- Available data
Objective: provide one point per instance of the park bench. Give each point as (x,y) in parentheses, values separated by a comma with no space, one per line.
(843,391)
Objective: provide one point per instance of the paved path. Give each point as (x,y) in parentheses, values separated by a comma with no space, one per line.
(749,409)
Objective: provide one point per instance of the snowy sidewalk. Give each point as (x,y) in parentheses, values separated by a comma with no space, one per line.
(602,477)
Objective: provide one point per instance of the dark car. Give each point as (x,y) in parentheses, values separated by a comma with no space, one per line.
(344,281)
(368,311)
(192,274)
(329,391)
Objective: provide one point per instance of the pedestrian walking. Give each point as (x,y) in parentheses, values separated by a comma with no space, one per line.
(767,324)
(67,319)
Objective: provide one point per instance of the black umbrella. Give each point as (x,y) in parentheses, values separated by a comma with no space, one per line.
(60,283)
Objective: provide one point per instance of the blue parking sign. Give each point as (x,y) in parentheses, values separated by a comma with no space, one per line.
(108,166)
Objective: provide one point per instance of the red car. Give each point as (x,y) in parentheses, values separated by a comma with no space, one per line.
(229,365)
...
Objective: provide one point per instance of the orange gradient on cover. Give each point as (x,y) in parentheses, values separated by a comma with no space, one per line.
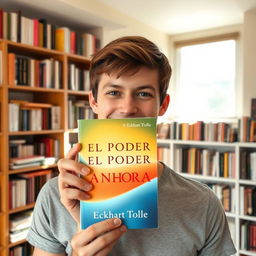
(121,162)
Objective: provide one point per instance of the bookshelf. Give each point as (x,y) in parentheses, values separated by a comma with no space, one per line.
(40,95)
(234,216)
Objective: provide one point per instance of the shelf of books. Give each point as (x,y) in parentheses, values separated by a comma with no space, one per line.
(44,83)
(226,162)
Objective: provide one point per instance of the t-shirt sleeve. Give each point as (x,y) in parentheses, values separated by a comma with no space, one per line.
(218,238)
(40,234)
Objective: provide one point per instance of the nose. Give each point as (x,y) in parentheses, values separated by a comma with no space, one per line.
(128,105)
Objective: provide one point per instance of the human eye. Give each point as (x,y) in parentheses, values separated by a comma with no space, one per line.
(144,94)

- Required task
Copy each line above that contains the word "sidewalk".

- Solution below
Objective: provide one point per instance of the snowy sidewalk. Give each point as (x,y) in parentheses, values separated by a comma with no space, one per line.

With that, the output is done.